▶ **Exercise aim**
Can you write out the whole passage below on facing life's hardships, word for word and with nothing changed?

====== Extract provided ======

Every second of every day in some part of our World someone is dying, being told they are ill, being told someone died, being told someone will die, being hated, hating, loving, making love, getting beaten up, getting murdered, dealing with a family issue, bringing kids up, dealing with financial issues, yeah, the list goes on and on and on
So what do we do?
Crawl into a corner and give in
Or
Get up and fight back
All I know in my life is I get up and fight back, I struggle, I toil, I make life hard for the other 5 people in my house, http://prayingforoneday.wordpress.com/about-2/ They will tell you I don’t but in reality I do, and I am told I don’t, but I know I do, they love me and put up with what I go through. I latterly feel like I am slowly dying, but I guess we all are, with me it is the pain, 40 years old and this bastard pain http://prayingforoneday.wordpress.com/chronic-pain-syndrome-explained/ Took a life away from me that I was happy living, so I sucked it up like a good little boy, don’t get me wrong, pain aside I am blessed and want for not a thing, NOTHING
How about you who is reading this? What is your story? What is your deal? What deals were you handed? What did you lose? What did you have to give in? What bad news did you deal with? I know many seek solace in God, I do also, daily, I pray for what I have and give thanks. Do you, is this how you deal with life. I used to think people (When I was a kid) think that people who NEEDED God needed God because life was bad, or they needed “Something” to hang onto to make their life feel worthwhile and without God would not manage. Me, I had God when my life was PERFECT, I didn’t need God, and I just thanked him daily. Now I have been praying 15 years for God to take my pain, not for me, but for the people in the 1st link I posted, and sometimes I ask “God, why make my kids who are 3 and 4 year old suffer” There is never an answer.

====== Data provided ======

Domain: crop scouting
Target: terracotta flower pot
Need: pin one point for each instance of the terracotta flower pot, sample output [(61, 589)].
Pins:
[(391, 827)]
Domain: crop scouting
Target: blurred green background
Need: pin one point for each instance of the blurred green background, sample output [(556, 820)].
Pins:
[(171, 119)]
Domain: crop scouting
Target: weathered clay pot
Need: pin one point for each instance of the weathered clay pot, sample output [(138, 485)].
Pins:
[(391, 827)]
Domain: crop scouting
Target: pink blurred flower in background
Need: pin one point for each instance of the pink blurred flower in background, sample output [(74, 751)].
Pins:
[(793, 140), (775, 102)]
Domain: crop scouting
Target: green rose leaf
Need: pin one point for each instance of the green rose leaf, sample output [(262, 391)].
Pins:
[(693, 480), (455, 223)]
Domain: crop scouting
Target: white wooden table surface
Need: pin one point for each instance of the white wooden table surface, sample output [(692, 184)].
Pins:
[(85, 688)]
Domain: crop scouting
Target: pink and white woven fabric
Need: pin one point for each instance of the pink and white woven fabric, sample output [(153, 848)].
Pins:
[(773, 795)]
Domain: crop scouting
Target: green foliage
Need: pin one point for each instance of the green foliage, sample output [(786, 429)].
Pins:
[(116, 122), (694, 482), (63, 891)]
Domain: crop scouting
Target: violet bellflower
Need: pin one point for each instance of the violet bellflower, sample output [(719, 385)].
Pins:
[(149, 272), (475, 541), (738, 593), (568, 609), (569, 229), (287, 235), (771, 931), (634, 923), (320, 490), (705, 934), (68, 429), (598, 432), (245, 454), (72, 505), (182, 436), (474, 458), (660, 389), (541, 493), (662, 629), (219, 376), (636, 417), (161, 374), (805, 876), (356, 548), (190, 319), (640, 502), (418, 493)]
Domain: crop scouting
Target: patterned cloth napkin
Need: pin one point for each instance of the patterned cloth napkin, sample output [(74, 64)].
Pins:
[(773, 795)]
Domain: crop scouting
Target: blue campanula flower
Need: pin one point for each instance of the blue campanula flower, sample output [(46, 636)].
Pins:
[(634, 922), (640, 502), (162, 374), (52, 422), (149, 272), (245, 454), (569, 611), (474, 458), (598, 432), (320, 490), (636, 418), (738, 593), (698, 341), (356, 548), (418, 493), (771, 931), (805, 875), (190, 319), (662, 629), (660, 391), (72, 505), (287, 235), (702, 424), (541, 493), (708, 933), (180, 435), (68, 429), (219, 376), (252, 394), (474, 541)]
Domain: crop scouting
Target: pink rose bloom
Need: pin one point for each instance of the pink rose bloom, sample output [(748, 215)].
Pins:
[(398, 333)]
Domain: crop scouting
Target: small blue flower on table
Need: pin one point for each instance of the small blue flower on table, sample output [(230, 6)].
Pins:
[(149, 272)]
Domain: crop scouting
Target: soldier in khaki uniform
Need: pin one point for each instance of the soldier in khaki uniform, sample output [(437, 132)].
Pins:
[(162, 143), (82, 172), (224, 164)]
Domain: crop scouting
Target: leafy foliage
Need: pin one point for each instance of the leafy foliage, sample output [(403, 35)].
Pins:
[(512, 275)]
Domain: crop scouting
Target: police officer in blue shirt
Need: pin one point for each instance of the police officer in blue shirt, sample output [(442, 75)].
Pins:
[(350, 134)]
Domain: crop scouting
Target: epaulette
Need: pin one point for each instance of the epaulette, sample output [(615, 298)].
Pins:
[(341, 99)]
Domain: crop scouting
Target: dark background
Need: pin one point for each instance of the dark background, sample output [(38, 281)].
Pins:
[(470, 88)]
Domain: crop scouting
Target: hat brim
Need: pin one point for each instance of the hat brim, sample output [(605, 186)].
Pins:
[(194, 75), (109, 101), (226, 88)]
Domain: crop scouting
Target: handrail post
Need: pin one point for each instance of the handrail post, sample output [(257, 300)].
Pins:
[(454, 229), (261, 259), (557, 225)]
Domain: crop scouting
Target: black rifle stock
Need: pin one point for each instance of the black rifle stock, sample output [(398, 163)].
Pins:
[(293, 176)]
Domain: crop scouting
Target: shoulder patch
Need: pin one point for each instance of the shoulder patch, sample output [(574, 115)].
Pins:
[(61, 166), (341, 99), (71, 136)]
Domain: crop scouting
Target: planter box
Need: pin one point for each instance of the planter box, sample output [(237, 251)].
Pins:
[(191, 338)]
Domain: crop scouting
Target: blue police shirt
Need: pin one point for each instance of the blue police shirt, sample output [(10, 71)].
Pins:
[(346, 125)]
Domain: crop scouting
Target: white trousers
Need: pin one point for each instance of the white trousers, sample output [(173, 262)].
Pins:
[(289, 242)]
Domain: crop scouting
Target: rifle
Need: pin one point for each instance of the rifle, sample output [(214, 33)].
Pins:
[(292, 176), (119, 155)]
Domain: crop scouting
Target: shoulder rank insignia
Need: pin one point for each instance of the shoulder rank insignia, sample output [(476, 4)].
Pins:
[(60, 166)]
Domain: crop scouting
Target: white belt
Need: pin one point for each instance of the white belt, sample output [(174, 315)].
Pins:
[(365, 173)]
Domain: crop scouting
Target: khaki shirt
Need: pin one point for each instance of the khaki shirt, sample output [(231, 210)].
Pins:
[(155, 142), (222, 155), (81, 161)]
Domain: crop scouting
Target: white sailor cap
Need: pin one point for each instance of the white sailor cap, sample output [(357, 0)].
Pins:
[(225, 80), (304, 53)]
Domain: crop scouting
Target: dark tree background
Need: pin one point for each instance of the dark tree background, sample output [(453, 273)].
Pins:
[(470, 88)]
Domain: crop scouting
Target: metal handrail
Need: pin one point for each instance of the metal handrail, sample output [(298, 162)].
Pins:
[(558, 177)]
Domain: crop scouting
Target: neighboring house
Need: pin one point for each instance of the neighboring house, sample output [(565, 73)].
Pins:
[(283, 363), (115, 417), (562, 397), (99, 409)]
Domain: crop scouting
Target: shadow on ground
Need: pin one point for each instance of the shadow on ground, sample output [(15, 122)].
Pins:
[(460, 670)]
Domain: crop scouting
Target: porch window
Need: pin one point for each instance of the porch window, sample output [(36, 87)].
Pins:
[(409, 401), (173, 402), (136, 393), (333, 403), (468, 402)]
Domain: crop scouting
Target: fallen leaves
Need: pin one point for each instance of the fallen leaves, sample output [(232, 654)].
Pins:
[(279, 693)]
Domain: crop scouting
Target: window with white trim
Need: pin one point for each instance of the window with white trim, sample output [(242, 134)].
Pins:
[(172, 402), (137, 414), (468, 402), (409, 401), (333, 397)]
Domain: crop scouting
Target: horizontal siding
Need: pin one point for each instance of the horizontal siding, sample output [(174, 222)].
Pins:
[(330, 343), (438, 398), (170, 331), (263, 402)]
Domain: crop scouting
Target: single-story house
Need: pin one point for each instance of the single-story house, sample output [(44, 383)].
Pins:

======

▶ **Task output**
Every second of every day in some part of our World someone is dying, being told they are ill, being told someone died, being told someone will die, being hated, hating, loving, making love, getting beaten up, getting murdered, dealing with a family issue, bringing kids up, dealing with financial issues, yeah, the list goes on and on and on
So what do we do?
Crawl into a corner and give in
Or
Get up and fight back
All I know in my life is I get up and fight back, I struggle, I toil, I make life hard for the other 5 people in my house, http://prayingforoneday.wordpress.com/about-2/ They will tell you I don’t but in reality I do, and I am told I don’t, but I know I do, they love me and put up with what I go through. I latterly feel like I am slowly dying, but I guess we all are, with me it is the pain, 40 years old and this bastard pain http://prayingforoneday.wordpress.com/chronic-pain-syndrome-explained/ Took a life away from me that I was happy living, so I sucked it up like a good little boy, don’t get me wrong, pain aside I am blessed and want for not a thing, NOTHING
How about you who is reading this? What is your story? What is your deal? What deals were you handed? What did you lose? What did you have to give in? What bad news did you deal with? I know many seek solace in God, I do also, daily, I pray for what I have and give thanks. Do you, is this how you deal with life. I used to think people (When I was a kid) think that people who NEEDED God needed God because life was bad, or they needed “Something” to hang onto to make their life feel worthwhile and without God would not manage. Me, I had God when my life was PERFECT, I didn’t need God, and I just thanked him daily. Now I have been praying 15 years for God to take my pain, not for me, but for the people in the 1st link I posted, and sometimes I ask “God, why make my kids who are 3 and 4 year old suffer” There is never an answer.